Start Working data
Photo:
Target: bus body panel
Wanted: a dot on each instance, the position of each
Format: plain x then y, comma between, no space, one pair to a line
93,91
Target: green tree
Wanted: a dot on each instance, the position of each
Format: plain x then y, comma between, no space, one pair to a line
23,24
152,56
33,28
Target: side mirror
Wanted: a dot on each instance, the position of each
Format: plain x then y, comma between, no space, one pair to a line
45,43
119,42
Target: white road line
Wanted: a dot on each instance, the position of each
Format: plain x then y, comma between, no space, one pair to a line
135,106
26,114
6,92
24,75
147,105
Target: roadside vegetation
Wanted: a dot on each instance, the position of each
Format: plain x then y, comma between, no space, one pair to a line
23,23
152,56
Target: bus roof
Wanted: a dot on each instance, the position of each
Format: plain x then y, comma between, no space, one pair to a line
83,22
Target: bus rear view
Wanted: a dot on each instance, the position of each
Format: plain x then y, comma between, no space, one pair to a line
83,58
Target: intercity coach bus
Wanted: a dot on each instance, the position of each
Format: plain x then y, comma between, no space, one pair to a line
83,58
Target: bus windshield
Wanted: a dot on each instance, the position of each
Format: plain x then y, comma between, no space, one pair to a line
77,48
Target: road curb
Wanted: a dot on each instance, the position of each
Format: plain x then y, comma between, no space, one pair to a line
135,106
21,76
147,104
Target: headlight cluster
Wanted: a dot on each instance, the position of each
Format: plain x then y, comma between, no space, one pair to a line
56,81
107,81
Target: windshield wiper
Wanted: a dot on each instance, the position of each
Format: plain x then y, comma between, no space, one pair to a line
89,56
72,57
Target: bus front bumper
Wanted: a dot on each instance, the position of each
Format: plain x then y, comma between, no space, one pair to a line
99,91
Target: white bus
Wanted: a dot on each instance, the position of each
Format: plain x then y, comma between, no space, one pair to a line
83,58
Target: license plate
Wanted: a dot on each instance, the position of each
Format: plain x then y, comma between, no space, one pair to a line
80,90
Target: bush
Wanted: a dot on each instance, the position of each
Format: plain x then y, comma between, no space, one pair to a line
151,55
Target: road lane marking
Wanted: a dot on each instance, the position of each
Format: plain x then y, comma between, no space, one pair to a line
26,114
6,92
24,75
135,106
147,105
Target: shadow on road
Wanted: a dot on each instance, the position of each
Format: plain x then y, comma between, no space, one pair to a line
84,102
End Working data
Write the data out again in full and exactly.

Photo:
Target: bus body panel
Wanted: a dot on each instance, the position of each
Format: plain x then y, comma between, no space, one pair to a line
93,91
Target: green tree
Wanted: a dot on each instance, the position of each
Format: plain x then y, comma between, no space, one pair to a line
23,24
152,56
33,28
Target: side mirror
Wanted: a dot on each instance, the position of each
Format: plain x then y, comma between, no space, one pair to a line
45,43
119,42
Target: white road line
Wanted: a dot on each instance, the position of each
Format: plain x then y, comma between, no space, one pair to a line
135,106
26,114
6,92
24,75
147,105
Target: roadside vegetation
Wanted: a dot on each instance, the position of each
Format: plain x then y, comma between, no space, one pair to a line
23,23
152,56
Target: bus roof
Wanted: a dot on each instance, the position of each
Format: plain x then y, comma between, no space, one pair to a line
83,22
Target: bus rear view
Wanted: a dot on each instance, the position of each
Format: plain x then y, comma between, no space, one pair to a line
83,58
Target: intercity coach bus
Wanted: a dot on each instance, the position of each
Format: plain x then y, comma between, no space, one pair to a line
83,58
Target: bus windshield
Wanted: a dot on each instance, the position of each
Format: plain x then y, comma between, no space, one pair to a line
77,48
Target: road curb
Wanted: a dot on each instance, the position of each
Format: plain x then y, comma between, no space, one pair to a line
135,106
21,76
147,104
Target: headlight cluster
Wanted: a dot on each instance, the position of each
Format: plain x then y, comma between, no space, one pair to a line
56,81
107,81
Target: windshield wiper
Wanted: a dot on each instance, the position of each
Format: plain x then y, comma between, no space, one pair to a line
89,56
72,57
Target: bus front bumper
Wanted: a dot on each instance, the position of each
Format: plain x then y, comma between, no space, one pair to a line
99,91
Target: white bus
Wanted: a dot on each instance, the position of each
Format: plain x then y, comma between, no space, one pair to a line
83,58
Target: license plate
Wanted: a dot on each instance, the position of each
Format: plain x then y, comma between, no space, one pair to a line
80,90
Target: bush
Wanted: a dot on each instance, the position of each
Format: plain x then y, comma between, no space, one pair to a line
151,55
Target: road lane marking
Wanted: a dot on each instance, the position of each
Format: plain x then y, comma between, no space, one pair to a line
26,114
6,92
24,75
135,106
147,105
Target: shadow on road
Wanted: a dot on each instance, the position of each
Format: plain x then y, comma between, no space, one pair to a line
84,102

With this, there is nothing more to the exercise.